Task to carry out
Find each line in the material below that contains the string "wire", treating uppercase and lowercase letters as distinct, and copy those lines out.

Dataset entries
########

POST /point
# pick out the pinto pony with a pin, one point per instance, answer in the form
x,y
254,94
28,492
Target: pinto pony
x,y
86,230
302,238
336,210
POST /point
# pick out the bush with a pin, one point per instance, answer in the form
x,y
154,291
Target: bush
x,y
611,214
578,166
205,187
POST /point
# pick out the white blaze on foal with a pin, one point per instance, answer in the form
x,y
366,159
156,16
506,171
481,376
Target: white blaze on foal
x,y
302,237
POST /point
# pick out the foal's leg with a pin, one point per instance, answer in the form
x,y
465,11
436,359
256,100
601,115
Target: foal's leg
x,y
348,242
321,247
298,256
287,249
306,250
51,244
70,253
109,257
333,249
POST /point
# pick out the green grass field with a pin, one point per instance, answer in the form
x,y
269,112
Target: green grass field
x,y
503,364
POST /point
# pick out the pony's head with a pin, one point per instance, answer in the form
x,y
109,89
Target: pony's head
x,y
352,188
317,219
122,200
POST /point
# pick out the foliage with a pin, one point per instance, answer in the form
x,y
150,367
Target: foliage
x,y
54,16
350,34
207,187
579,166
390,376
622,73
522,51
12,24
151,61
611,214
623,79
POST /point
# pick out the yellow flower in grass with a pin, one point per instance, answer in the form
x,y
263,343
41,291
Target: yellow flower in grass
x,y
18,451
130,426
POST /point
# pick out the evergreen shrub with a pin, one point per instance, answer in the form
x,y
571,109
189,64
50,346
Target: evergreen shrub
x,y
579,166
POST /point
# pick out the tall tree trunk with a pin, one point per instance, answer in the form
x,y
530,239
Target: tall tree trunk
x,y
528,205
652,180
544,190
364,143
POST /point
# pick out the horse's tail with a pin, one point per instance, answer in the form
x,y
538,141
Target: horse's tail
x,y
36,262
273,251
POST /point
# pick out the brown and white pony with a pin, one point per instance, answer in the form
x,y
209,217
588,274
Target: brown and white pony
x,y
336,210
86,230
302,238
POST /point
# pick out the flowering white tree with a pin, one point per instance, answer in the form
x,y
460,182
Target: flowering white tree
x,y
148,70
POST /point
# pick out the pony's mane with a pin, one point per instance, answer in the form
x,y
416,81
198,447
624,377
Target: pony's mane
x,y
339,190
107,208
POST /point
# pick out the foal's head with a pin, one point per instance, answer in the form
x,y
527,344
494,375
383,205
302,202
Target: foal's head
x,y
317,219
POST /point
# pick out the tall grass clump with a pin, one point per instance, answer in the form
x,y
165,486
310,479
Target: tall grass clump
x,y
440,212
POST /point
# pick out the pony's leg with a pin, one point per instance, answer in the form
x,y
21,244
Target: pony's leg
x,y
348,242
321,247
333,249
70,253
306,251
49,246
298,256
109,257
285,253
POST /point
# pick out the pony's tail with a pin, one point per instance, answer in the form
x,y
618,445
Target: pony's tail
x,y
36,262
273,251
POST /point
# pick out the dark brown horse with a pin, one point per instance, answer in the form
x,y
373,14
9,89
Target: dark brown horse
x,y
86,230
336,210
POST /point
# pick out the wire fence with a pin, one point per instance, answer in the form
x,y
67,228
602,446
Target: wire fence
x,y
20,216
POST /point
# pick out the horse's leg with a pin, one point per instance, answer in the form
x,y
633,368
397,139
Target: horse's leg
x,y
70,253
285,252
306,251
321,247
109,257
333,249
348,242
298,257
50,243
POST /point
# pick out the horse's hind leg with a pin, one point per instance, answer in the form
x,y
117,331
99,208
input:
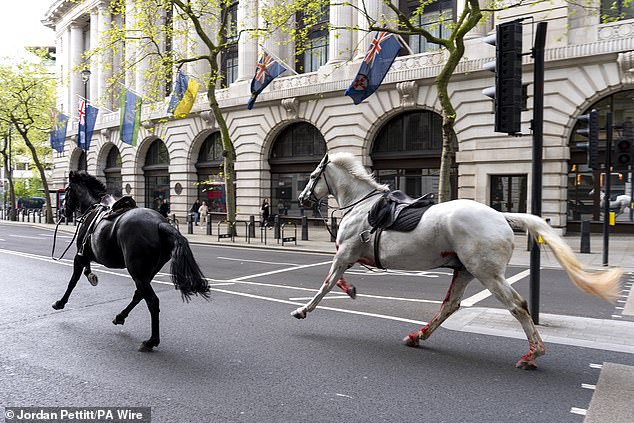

########

In response
# pick out the wire fence with a pin, one point per instance, answer in the form
Target: wire fence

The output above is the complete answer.